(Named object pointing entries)
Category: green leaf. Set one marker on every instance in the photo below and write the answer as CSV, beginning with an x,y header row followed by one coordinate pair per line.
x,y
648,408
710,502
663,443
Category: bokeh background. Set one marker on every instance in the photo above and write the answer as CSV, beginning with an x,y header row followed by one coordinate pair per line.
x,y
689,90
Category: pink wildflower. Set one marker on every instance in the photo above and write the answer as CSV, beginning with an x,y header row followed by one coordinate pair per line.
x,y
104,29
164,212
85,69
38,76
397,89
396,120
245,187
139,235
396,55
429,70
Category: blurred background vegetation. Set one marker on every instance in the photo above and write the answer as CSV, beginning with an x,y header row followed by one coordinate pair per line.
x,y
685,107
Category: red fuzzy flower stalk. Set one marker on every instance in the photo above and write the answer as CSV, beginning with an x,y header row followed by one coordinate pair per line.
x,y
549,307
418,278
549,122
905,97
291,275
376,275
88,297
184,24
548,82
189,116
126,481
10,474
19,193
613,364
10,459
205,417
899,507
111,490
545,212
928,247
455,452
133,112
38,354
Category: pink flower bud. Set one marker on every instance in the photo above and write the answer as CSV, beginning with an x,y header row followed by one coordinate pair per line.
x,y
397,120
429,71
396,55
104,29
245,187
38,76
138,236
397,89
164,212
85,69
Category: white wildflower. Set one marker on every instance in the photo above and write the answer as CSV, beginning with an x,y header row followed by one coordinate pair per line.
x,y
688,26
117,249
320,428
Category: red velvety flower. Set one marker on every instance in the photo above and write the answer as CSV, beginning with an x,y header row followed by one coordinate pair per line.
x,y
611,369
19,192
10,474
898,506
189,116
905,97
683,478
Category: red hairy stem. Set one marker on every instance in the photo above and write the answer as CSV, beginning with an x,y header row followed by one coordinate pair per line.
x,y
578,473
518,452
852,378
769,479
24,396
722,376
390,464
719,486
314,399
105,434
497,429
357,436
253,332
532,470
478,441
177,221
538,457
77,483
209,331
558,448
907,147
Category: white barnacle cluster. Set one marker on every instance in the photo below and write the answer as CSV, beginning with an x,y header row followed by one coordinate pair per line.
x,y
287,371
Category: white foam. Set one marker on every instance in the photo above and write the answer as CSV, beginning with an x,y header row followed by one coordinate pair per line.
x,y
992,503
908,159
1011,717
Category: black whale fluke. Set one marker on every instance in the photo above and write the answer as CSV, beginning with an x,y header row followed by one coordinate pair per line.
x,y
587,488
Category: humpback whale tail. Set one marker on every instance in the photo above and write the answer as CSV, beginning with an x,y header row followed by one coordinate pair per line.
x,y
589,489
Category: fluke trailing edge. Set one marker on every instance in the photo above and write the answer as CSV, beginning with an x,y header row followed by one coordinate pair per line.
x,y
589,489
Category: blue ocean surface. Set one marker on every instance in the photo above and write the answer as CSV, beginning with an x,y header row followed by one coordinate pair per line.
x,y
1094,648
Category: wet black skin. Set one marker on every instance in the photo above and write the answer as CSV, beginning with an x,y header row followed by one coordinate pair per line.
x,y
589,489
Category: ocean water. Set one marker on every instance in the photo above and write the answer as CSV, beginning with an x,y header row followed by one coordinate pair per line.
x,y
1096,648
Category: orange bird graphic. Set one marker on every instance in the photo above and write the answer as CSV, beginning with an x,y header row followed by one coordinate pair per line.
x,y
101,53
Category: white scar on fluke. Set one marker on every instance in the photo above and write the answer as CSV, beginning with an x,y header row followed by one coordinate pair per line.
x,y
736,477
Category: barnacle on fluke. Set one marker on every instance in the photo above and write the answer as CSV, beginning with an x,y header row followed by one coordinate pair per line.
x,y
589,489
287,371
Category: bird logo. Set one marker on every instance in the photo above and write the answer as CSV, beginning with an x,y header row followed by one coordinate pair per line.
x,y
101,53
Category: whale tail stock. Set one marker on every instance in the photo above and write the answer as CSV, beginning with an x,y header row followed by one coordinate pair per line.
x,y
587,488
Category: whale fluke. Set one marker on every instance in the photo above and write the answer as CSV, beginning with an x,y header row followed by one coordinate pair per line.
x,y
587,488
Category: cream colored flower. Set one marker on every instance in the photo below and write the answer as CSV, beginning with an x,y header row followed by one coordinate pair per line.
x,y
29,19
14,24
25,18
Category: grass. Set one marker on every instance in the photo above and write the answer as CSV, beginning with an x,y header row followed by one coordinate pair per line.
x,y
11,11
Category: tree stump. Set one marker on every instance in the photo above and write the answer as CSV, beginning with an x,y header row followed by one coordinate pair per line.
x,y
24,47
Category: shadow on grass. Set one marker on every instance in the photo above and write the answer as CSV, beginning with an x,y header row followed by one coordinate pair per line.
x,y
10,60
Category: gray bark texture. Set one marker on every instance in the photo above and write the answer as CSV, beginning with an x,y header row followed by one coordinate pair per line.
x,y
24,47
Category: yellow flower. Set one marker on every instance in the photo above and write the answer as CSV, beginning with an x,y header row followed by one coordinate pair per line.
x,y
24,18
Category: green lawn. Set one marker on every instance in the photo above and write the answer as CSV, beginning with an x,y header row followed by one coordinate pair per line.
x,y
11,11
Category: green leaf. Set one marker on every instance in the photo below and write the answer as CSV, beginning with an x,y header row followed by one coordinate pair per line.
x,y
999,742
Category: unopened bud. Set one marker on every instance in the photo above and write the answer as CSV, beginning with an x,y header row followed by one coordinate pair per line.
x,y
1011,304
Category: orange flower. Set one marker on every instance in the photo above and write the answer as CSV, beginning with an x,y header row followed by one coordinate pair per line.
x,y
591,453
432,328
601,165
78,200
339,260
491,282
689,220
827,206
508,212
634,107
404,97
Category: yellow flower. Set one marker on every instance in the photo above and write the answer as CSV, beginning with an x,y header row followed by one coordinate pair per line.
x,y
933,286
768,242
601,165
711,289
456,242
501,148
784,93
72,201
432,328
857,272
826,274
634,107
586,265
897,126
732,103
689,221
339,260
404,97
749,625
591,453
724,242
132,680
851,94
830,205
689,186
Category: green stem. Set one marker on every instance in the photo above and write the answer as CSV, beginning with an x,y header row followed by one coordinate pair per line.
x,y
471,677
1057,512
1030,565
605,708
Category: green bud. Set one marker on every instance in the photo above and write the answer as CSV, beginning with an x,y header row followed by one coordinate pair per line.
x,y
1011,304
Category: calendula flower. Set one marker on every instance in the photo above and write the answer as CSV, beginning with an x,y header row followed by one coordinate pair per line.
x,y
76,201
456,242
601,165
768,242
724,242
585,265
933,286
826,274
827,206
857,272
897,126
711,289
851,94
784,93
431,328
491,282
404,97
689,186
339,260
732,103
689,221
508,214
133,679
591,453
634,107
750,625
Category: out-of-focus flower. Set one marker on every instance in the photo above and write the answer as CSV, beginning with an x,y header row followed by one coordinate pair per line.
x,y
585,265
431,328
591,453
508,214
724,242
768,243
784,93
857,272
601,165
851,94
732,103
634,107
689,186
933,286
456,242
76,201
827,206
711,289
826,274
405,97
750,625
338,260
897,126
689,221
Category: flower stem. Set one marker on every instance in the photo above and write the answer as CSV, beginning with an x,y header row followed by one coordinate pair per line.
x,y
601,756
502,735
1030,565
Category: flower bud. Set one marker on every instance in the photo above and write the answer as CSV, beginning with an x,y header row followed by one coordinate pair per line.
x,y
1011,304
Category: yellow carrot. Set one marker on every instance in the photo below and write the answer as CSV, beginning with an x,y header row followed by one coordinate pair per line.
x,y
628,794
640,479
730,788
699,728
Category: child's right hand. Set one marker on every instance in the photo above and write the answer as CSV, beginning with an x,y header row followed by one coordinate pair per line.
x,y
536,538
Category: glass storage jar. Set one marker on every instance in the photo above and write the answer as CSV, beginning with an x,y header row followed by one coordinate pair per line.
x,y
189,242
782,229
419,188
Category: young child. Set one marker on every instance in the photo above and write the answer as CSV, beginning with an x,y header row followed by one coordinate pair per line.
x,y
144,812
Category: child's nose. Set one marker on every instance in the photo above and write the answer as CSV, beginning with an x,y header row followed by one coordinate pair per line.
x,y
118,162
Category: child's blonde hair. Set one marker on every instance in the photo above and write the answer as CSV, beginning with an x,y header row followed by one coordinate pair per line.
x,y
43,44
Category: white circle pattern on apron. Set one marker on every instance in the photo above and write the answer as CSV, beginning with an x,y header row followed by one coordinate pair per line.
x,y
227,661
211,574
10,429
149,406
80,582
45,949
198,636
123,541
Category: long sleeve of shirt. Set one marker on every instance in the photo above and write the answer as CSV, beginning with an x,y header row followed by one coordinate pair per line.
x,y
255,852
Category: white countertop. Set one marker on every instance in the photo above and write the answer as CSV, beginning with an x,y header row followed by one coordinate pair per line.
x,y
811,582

▶ _WHAT YOU ARE ASKED TO DO_:
Only the lines from the one containing "Category: white circle" to the end of the listing belong in the output, each reproduced exactly.

▶ _EXERCISE RESULT_:
Category: white circle pattern on apron. Set one marker on every instance in the photo above and write the answer as CSV, beginning with an x,y header row followed by one coordinate pair per line.
x,y
227,661
211,574
10,429
149,406
80,582
45,949
198,636
123,541
Category: long sleeve of shirt. Set one marker on every instance in the photo above and write the answer as CSV, beginning with an x,y header row followed by one coordinate pair per line.
x,y
255,852
Category: white countertop. Set one marker on every instance in the photo above and write the answer as CSV, beginning with an x,y header row followed by one coordinate pair per line.
x,y
811,582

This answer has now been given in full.